2.   Inserting a node

Given an element num to be inserted, to maintain the property of the binary search tree "left subtree < root node < right subtree," the insertion operation proceeds as shown in the Figure 7-18 .

  1. Finding the insertion position: Similar to the search operation, start from the root node and loop downwards according to the size relationship between the current node value and num until passing through the leaf node (traversing to None) then exit the loop.
  2. Insert the node at that position: Initialize the node num and place it where None was.

Inserting a node into a binary search tree

Figure 7-18   Inserting a node into a binary search tree

In the code implementation, note the following two points.

  • The binary search tree does not allow duplicate nodes; otherwise, it will violate its definition. Therefore, if the node to be inserted already exists in the tree, the insertion is not performed, and it directly returns.
  • To perform the insertion operation, we need to use the node pre to save the node from the last loop. This way, when traversing to None, we can get its parent node, thus completing the node insertion operation.

• **EXERCISE TASKS**:
a - List the three parts of a binary search tree that the node insertion text orders in the property it says insertion must maintain.
b - Carry on the text about inserting a node into a binary search tree, starting after its last sentence.
The data below comes from a separate source and has no connection to the text.

Rows from a dataset for labeling boxes:
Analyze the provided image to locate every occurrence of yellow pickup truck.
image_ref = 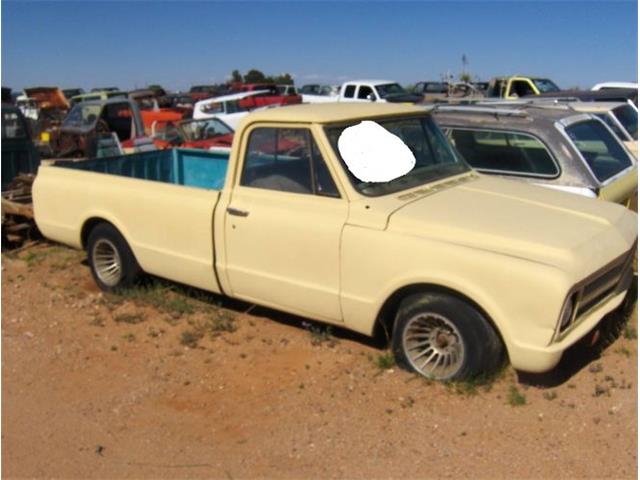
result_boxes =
[487,75,560,100]
[33,103,637,380]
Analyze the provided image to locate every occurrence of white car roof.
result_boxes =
[344,80,398,85]
[568,101,629,112]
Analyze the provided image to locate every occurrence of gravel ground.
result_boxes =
[2,243,638,479]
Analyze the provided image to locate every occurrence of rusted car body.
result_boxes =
[152,118,233,150]
[52,99,151,158]
[24,87,69,155]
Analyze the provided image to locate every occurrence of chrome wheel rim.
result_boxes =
[402,313,465,380]
[92,238,122,287]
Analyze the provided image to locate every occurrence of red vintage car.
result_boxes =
[129,90,187,135]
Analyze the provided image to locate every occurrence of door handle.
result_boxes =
[227,207,249,217]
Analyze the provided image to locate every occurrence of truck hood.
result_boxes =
[387,175,637,275]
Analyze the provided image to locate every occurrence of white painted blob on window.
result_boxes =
[338,120,416,183]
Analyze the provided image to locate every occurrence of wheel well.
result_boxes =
[80,217,117,249]
[373,283,505,347]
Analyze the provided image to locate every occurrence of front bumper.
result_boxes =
[509,270,637,373]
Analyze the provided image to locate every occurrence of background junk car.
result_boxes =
[33,103,637,380]
[435,103,638,205]
[52,98,152,158]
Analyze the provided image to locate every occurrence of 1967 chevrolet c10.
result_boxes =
[33,104,637,380]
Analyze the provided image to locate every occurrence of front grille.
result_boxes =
[575,244,636,318]
[558,244,636,334]
[576,262,626,318]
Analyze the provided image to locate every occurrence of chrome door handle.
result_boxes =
[227,207,249,217]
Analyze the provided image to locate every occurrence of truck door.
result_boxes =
[224,127,348,322]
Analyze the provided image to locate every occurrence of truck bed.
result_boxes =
[55,148,229,190]
[33,149,228,292]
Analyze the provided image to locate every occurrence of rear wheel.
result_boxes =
[87,223,142,292]
[392,293,504,380]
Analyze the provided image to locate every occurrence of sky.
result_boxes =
[0,0,638,90]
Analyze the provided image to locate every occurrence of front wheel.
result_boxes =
[87,223,141,292]
[392,293,504,380]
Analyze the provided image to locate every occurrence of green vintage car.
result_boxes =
[2,104,40,192]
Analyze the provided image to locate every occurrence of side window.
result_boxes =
[450,128,560,177]
[344,85,356,98]
[240,128,339,197]
[202,102,224,113]
[358,85,375,100]
[309,139,340,198]
[596,113,627,142]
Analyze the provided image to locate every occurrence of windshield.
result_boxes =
[613,105,638,140]
[62,103,102,129]
[595,113,629,142]
[531,78,560,93]
[565,120,631,182]
[376,83,407,98]
[180,118,233,142]
[326,116,469,197]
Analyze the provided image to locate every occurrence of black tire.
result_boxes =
[392,293,504,381]
[87,223,142,292]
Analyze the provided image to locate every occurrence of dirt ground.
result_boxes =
[2,243,638,479]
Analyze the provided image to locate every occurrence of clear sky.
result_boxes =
[1,0,638,89]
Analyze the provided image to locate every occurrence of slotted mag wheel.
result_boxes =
[92,238,122,287]
[402,313,465,380]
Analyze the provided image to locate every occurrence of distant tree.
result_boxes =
[244,69,266,83]
[231,70,242,83]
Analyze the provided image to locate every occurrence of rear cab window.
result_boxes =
[446,127,560,178]
[565,119,633,183]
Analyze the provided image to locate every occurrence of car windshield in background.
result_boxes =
[62,103,101,129]
[181,118,233,142]
[376,83,407,98]
[613,105,638,140]
[595,113,629,142]
[326,117,469,197]
[565,120,631,182]
[532,78,560,93]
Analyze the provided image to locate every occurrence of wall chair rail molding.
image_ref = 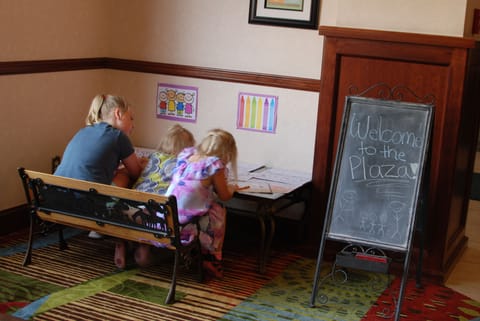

• **ANSWERS TO THE EXERCISES**:
a - left subtree, root node, right subtree

b -
binary_search_tree.py
def insert(self, num: int):
    """插入节点"""
    # 若树为空,则初始化根节点
    if self._root is None:
        self._root = TreeNode(num)
        return
    # 循环查找,越过叶节点后跳出
    cur, pre = self._root, None
    while cur is not None:
        # 找到重复节点,直接返回
        if cur.val == num:
            return
        pre = cur
        # 插入位置在 cur 的右子树中
        if cur.val < num:
            cur = cur.right
        # 插入位置在 cur 的左子树中
        else:
            cur = cur.left
    # 插入节点
    node = TreeNode(num)
    if pre.val < num:
        pre.right = node
    else:
        pre.left = node
binary_search_tree.cpp
/* 插入节点 */
void insert(int num) {
    // 若树为空,则初始化根节点
    if (root == nullptr) {
        root = new TreeNode(num);
        return;
    }
    TreeNode *cur = root, *pre = nullptr;
    // 循环查找,越过叶节点后跳出
    while (cur != nullptr) {
        // 找到重复节点,直接返回
        if (cur->val == num)
            return;
        pre = cur;
        // 插入位置在 cur 的右子树中
        if (cur->val < num)
            cur = cur->right;
        // 插入位置在 cur 的左子树中
        else
            cur = cur->left;
    }
    // 插入节点
    TreeNode *node = new TreeNode(num);
    if (pre->val < num)
        pre->right = node;
    else
        pre->left = node;
}
binary_search_tree.java
/* 插入节点 */
void insert(int num) {
    // 若树为空,则初始化根节点
    if (root == null) {
        root = new TreeNode(num);
        return;
    }
    TreeNode cur = root, pre = null;
    // 循环查找,越过叶节点后跳出
    while (cur != null) {
        // 找到重复节点,直接返回
        if (cur.val == num)
            return;
        pre = cur;
        // 插入位置在 cur 的右子树中
        if (cur.val < num)
            cur = cur.right;
        // 插入位置在 cur 的左子树中
        else
            cur = cur.left;
    }
    // 插入节点
    TreeNode node = new TreeNode(num);
    if (pre.val < num)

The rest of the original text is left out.